Scale everything from the start of the material down to the line containing "[6,243,1015,682]", and give only those lines. Multiply each bounding-box coordinate in the answers by 0.25 and round to whole numbers with halves rounded up, leaving all other text unchanged.

Detection annotation records:
++++++
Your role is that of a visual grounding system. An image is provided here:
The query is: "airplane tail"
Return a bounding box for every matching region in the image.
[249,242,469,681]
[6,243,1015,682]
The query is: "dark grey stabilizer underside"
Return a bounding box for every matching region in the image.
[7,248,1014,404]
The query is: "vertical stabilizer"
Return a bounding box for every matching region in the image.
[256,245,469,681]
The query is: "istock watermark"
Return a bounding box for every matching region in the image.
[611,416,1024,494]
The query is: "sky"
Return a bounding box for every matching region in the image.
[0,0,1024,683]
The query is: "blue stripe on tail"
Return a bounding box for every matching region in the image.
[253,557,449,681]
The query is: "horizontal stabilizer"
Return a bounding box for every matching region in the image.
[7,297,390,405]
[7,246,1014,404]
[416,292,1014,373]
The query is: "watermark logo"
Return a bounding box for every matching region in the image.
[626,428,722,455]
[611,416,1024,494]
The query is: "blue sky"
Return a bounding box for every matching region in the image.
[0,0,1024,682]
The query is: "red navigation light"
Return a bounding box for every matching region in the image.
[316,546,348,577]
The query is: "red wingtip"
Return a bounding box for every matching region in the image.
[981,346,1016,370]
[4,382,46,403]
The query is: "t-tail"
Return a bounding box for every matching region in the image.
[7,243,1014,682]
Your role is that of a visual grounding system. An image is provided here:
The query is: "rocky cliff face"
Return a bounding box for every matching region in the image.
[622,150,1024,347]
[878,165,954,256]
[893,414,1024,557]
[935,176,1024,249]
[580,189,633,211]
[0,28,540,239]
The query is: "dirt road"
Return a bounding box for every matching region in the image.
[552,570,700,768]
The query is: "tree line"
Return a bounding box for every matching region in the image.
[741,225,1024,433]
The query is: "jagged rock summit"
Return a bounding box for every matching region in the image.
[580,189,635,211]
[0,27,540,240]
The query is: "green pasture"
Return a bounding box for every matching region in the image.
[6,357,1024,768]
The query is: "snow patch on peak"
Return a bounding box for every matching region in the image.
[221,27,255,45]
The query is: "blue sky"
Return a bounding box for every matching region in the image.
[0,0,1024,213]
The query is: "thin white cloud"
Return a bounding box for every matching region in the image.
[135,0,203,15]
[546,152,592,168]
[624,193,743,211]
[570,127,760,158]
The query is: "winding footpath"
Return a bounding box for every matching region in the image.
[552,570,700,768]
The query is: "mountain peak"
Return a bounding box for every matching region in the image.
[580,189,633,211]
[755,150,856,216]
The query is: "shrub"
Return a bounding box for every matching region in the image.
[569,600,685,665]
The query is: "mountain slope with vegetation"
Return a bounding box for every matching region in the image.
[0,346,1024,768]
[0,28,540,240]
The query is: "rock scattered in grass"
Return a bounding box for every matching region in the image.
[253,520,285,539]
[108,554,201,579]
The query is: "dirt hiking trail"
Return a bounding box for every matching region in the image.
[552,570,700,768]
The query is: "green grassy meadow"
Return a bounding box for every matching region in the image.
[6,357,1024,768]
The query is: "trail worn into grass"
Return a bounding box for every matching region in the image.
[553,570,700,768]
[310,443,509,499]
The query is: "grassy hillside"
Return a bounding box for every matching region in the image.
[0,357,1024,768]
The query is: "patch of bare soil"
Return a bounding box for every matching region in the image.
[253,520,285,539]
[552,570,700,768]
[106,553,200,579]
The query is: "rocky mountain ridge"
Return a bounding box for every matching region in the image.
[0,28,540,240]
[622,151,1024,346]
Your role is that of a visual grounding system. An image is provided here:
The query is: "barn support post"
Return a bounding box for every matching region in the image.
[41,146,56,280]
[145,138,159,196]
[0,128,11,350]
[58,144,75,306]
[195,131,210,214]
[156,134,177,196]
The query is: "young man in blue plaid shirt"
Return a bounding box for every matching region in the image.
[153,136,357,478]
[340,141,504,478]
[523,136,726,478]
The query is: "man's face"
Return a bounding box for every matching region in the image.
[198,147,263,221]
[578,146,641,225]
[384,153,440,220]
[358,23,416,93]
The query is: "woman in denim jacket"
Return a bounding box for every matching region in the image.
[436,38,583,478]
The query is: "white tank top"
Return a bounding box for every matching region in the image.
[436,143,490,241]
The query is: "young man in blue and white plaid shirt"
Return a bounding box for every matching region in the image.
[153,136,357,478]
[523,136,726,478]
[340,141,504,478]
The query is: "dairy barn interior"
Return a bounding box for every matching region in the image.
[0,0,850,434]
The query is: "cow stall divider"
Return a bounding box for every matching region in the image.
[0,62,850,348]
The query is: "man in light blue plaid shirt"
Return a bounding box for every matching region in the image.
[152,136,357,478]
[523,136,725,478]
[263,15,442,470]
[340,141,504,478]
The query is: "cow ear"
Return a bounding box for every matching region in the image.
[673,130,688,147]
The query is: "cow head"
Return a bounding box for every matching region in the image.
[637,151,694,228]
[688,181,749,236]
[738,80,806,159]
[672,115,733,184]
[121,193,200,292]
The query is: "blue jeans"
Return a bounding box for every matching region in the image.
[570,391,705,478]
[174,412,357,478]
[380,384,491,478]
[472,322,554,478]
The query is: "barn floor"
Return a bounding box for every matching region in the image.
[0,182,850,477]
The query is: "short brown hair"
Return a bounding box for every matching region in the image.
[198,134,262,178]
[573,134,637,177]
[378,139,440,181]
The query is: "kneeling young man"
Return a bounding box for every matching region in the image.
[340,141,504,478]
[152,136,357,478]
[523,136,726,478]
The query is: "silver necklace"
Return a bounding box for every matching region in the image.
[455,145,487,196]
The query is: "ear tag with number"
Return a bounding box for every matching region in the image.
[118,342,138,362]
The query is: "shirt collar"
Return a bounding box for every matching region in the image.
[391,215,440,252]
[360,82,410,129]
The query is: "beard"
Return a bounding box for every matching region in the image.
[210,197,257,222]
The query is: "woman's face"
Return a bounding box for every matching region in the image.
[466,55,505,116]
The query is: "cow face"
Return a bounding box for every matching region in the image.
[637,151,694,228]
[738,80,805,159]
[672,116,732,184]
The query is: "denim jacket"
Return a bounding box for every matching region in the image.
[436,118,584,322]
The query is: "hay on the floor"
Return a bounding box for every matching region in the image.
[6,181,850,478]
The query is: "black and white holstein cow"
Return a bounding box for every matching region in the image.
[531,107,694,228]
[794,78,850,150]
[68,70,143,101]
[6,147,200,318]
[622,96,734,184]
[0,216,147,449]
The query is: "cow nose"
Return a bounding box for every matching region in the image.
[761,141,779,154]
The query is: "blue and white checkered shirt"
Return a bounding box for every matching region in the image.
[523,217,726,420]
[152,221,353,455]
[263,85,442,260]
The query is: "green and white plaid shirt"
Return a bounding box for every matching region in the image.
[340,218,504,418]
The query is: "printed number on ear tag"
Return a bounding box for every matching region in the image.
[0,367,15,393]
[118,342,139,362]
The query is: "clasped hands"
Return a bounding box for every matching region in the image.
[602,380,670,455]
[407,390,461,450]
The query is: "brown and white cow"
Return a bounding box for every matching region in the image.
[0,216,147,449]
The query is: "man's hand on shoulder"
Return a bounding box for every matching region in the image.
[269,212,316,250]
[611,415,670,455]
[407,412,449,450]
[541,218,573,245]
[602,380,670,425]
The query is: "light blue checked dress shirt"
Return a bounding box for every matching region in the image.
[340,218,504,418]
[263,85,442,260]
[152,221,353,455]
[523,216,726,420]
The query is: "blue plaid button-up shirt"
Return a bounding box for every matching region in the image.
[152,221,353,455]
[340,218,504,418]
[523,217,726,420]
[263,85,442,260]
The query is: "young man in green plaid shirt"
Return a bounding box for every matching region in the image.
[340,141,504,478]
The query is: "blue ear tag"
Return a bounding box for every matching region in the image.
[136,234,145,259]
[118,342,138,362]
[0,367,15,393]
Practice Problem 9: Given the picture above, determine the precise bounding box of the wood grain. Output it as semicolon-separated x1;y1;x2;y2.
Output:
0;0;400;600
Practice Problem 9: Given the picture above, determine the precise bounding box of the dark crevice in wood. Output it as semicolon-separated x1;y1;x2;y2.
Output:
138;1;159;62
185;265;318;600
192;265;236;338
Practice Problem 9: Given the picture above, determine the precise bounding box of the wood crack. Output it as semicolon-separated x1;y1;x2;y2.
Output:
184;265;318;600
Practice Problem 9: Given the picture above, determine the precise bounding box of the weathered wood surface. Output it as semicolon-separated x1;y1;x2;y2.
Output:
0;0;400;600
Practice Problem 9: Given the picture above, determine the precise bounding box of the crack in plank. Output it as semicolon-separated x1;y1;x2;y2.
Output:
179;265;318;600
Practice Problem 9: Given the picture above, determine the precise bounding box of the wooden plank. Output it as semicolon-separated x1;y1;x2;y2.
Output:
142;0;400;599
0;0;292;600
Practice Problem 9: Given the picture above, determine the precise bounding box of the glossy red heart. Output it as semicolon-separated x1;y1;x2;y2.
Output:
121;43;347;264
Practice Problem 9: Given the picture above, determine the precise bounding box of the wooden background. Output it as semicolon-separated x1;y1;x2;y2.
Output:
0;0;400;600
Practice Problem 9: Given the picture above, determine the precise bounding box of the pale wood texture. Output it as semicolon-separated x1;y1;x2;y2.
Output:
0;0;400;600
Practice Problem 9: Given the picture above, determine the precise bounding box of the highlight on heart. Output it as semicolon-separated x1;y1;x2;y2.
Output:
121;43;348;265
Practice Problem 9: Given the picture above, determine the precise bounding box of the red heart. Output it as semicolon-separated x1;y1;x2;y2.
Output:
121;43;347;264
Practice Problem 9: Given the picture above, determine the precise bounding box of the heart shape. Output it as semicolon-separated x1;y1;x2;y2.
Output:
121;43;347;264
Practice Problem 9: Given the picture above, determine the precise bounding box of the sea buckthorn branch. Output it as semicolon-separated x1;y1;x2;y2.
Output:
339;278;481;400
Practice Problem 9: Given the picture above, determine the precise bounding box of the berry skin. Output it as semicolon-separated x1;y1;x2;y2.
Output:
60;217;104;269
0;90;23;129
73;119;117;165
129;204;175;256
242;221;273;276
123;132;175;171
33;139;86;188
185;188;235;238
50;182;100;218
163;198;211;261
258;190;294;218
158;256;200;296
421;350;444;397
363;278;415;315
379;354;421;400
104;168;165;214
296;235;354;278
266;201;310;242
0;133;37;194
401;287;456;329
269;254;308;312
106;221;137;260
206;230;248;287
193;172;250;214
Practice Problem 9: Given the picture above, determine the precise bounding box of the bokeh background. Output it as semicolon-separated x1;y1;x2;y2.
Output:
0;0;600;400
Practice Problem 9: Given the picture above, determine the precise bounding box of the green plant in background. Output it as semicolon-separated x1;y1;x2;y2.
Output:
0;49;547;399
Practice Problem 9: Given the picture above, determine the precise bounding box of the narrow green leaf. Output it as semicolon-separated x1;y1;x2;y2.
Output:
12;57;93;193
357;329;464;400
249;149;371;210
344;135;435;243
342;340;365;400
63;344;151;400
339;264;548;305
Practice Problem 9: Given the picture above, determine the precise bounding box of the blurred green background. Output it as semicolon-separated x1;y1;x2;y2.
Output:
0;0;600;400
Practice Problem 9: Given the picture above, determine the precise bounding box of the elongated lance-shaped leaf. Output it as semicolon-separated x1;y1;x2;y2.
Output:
++++++
OUTPUT FOR THIS EXERCISE:
Your role is that of a visual grounding system. An image is provided here:
The query is: "airplane tail"
Return a bounding box for every matching region in the image.
[62,61,117,170]
[2,61,254,171]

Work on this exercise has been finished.